> APPLY WHAT YOU READ
- A) Copy the part of the Unified Completions page starting with "The translated OpenAI-compatible" and going on through "multimodal request shapes.".
- B) Resume the Unified Completions page after its final sentence and write what comes next.

> PAGE TEXT
Unified Completions
Use OpenAI Chat Completions clients with provider-native chat models. QuilrAI accepts an OpenAI-style /chat/completions request, translates it to the selected provider, and returns an OpenAI-shaped chat completion response.
Provider notes verified:
- AWS Bedrock translation: May 13, 2026
- Vertex AI translation: June 9, 2026
- Anthropic Messages translation: June 9, 2026
Scope
This page covers translated providers on:
/openai_compatible/v1/chat/completions
This page does not cover:
- OpenAI, Azure OpenAI, Anthropic OpenAI-compatible, DeepSeek, Gemini public API, or custom providers that already expose an OpenAI-compatible upstream API
- Native Vertex AI
/vertex_ai/routes - Native Anthropic Messages
/anthropic_messages/routes - AWS Bedrock Runtime boto3 routes such as
/bedrock-runtime/model/{model_id}/converse - Bedrock embeddings or rerank
- OpenAI Responses API
Use Unified Completions when your application already speaks OpenAI Chat Completions and you want to call selected Bedrock, Vertex AI Gemini, or Anthropic Messages models without switching SDKs.
The translated OpenAI-compatible path is text-only today. Use native Vertex AI, Anthropic Messages, or Bedrock Runtime routes when you need provider-native image, audio, video, document, or other multimodal request shapes.
Request Flow
- Create an LLM Gateway key with provider
bedrock,vertex_ai,anthropic_messages,anthropic_messages_bedrock, oranthropic_messages_azure. - Select the models that the key is allowed to call.

> EXTRACTED ENTRIES
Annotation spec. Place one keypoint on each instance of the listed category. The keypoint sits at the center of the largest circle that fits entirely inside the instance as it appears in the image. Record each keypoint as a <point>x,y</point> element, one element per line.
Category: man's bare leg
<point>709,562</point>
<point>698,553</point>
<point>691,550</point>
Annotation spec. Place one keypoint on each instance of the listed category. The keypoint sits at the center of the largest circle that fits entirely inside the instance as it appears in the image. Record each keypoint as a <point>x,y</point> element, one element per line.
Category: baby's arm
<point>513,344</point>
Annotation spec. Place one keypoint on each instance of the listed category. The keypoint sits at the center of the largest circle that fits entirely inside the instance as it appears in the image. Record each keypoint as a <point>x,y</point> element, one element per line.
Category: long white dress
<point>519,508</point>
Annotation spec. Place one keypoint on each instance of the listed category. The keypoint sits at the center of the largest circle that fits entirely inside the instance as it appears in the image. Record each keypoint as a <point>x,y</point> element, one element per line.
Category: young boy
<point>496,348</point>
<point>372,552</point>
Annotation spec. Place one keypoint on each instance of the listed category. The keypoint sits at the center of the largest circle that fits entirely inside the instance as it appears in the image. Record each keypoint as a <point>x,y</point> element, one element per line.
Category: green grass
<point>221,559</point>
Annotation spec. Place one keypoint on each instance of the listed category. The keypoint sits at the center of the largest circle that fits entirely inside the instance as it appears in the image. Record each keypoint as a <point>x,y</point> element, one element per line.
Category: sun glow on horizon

* * *

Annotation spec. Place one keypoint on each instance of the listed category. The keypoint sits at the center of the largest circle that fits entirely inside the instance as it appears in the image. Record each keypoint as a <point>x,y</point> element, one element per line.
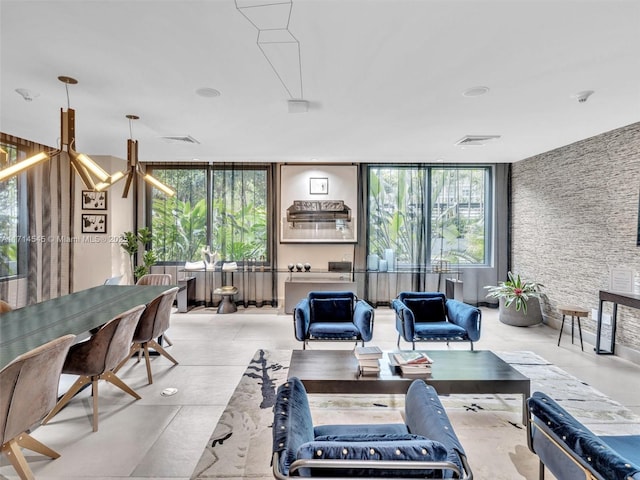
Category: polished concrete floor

> RESULTS IN ORDER
- A)
The translated OpenAI-compatible path is text-only today. Use native Vertex AI, Anthropic Messages, or Bedrock Runtime routes when you need provider-native image, audio, video, document, or other multimodal request shapes.

- B)
- Point your OpenAI SDK or OpenAI-compatible wrapper at the closest regional endpoint, such as
https://guardrails-usa-2.quilr.ai/openai_compatible/. - Send the provider model name in the OpenAI SDK
modelparameter. - QuilrAI translates the OpenAI-style request to the provider-native chat API and translates the provider response back to OpenAI Chat Completions.
from openai import OpenAI
client = OpenAI(
base_url="https://guardrails-usa-2.quilr.ai/openai_compatible/",
api_key="sk-quilr-xxx",
)
response = client.chat.completions.create(
model="amazon.nova-lite-v1:0",
messages=[{"role": "user", "content": "Summarize this in one sentence."}],
max_tokens=256,
)
print(response.choices[0].message.content)
For Vertex AI Gemini, use the same OpenAI client configuration and pass a selected Gemini model:
response = client.chat.completions.create(
model="gemini-2.5-flash",
messages=[{"role": "user", "content": "Write a concise release note."}],
max_tokens=256,
)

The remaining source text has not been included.